Document extract START

WEST HOLLYWOOD – Two young British men who had been visiting a nightclub in the area of 961 N. La Cienega Blvd. were accosted by robbers as they left the club to catch an Uber.

Cellphone video by a witness caught the robbers struggling with one of the victims KTLA reported.

William Saunders, who identified himself as one of the victims in the robbery, said that he and his friend had just left a nightclub and were hailing an Uber ride when they were approached by the robbers.

“Guys with their hoods pulled tight, could hardly see their faces, jumped out at us, grabbed us,” Saunders said. “One of them had a small handgun on him, pointed it to my head, told me to give him my watch, my bag and my phone.”

Saunders said he threw his watch to the floor, pushed the robber and ran into a restaurant, where he learned that there was video of the assailants wrestling with his friend, ripping his bag off him and taking his watch.

Deputies from the West Hollywood substation patrolling the area responded immediately. In a statement, the Los Angeles County Sheriff’s Department said that the victims were accosted by two suspects wearing hoodies and that a firearm was displayed. The suspects were able to get away with what one of the victims described as a bag that contained expensive watches, their passports and an unknown amount of cash, the Sheriff’s Department confirmed.

Document extract END
Information supplied START

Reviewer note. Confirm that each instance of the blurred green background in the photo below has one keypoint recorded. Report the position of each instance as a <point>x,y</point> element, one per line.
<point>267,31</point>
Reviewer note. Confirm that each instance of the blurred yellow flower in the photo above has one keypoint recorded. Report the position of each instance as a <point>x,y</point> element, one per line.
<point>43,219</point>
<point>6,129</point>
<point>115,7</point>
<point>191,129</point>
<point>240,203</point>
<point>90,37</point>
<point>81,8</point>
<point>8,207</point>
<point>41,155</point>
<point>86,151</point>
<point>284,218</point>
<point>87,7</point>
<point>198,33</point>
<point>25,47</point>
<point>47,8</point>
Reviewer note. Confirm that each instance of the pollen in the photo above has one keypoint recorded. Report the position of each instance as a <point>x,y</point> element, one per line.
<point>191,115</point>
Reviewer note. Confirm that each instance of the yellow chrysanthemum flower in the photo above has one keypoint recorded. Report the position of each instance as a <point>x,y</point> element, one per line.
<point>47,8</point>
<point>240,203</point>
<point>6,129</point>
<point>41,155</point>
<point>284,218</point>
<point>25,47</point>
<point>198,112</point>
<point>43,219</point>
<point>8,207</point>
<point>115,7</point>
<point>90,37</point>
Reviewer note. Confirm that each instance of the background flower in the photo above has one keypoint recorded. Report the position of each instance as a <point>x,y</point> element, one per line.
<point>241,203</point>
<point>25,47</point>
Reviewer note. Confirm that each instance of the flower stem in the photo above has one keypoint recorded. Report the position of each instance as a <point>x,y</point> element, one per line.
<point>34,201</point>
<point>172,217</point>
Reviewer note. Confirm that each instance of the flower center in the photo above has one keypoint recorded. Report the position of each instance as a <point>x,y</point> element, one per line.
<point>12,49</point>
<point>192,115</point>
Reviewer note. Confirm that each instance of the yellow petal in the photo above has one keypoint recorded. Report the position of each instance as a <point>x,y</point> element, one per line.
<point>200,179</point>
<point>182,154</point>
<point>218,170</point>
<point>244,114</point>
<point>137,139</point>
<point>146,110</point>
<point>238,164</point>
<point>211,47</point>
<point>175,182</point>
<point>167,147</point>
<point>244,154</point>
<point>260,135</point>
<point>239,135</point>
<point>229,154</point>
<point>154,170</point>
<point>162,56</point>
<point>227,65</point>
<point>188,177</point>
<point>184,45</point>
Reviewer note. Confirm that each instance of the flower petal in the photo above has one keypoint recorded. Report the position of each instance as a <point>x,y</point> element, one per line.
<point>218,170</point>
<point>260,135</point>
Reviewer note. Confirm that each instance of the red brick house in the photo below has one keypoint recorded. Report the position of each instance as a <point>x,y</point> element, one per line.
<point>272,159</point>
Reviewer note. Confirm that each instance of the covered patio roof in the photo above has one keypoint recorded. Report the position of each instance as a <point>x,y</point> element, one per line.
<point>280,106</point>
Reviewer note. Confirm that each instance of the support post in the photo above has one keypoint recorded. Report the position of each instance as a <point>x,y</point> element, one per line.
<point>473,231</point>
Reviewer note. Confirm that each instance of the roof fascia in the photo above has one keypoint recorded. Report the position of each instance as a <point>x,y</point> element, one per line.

Information supplied END

What the task requires =
Transcribe the West Hollywood robbery report word for word, in full. These lines have no connection to the text.

Solved problem =
WEST HOLLYWOOD – Two young British men who had been visiting a nightclub in the area of 961 N. La Cienega Blvd. were accosted by robbers as they left the club to catch an Uber.

Cellphone video by a witness caught the robbers struggling with one of the victims KTLA reported.

William Saunders, who identified himself as one of the victims in the robbery, said that he and his friend had just left a nightclub and were hailing an Uber ride when they were approached by the robbers.

“Guys with their hoods pulled tight, could hardly see their faces, jumped out at us, grabbed us,” Saunders said. “One of them had a small handgun on him, pointed it to my head, told me to give him my watch, my bag and my phone.”

Saunders said he threw his watch to the floor, pushed the robber and ran into a restaurant, where he learned that there was video of the assailants wrestling with his friend, ripping his bag off him and taking his watch.

Deputies from the West Hollywood substation patrolling the area responded immediately. In a statement, the Los Angeles County Sheriff’s Department said that the victims were accosted by two suspects wearing hoodies and that a firearm was displayed. The suspects were able to get away with what one of the victims described as a bag that contained expensive watches, their passports and an unknown amount of cash, the Sheriff’s Department confirmed.